Exercise brief -> Show every line of the items below that contains the word "surface", treating uppercase and lowercase as different.

[Saved entries]
········
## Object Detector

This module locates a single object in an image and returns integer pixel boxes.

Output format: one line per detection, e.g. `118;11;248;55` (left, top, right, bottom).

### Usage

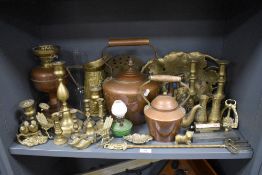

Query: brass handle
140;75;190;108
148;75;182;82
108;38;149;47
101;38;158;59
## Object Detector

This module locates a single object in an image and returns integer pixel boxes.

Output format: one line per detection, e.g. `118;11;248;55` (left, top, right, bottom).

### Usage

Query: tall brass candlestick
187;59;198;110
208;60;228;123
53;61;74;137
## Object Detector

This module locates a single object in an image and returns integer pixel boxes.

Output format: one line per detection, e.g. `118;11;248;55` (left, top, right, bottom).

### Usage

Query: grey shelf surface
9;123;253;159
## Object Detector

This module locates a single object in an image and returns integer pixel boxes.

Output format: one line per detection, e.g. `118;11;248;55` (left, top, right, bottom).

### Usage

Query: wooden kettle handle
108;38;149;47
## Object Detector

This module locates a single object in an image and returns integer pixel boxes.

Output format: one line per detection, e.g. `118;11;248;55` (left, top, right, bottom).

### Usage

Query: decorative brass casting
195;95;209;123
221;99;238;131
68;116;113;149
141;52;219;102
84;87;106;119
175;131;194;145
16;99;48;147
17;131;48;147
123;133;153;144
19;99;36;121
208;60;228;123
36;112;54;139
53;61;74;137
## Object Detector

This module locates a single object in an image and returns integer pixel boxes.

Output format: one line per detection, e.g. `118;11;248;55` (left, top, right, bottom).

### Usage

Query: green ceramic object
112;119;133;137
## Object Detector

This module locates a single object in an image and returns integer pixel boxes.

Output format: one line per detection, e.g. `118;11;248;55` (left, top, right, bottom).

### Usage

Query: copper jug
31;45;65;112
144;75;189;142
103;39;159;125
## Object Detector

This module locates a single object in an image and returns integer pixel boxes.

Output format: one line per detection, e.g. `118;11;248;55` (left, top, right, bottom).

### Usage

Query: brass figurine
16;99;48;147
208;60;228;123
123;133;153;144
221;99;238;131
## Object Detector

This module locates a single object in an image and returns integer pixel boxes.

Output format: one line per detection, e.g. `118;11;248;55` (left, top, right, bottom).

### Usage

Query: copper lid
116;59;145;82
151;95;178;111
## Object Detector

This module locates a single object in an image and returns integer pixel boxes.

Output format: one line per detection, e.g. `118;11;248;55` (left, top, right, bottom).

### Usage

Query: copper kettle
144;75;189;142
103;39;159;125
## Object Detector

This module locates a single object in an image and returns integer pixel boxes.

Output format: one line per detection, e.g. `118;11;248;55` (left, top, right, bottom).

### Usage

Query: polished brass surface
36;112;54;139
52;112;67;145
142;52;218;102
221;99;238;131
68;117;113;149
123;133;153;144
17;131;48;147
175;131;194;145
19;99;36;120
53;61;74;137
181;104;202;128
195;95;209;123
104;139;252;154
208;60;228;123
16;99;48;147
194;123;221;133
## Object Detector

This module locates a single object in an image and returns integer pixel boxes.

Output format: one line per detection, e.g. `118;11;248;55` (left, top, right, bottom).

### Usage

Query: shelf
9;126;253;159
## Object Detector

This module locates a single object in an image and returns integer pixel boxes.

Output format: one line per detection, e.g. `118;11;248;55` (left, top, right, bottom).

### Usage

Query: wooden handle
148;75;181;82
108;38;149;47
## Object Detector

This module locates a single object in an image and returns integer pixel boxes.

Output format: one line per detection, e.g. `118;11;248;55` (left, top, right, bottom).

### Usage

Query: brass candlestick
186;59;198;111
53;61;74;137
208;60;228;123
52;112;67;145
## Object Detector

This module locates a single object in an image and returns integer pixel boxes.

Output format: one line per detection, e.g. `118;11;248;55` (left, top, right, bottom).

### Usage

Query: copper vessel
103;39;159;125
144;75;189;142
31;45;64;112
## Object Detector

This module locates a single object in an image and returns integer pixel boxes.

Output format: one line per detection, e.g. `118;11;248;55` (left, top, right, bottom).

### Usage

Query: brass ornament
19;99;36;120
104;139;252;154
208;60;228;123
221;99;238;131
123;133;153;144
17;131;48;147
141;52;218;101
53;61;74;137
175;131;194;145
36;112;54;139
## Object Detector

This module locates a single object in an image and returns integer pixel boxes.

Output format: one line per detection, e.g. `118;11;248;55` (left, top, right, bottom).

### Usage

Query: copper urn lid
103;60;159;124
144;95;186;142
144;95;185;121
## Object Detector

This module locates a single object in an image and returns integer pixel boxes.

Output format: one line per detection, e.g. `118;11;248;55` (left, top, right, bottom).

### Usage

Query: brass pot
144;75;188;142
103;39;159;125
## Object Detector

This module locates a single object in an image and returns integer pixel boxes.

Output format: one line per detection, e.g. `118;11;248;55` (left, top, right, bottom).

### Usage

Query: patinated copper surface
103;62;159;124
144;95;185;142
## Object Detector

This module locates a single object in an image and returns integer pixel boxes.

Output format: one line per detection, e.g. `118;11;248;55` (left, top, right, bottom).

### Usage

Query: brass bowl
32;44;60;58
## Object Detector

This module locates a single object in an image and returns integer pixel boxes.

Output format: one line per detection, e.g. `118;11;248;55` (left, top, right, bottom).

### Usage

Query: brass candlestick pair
········
Answer to the exercise ->
Query: grey shelf surface
Query: polished brass surface
Query: patinated copper surface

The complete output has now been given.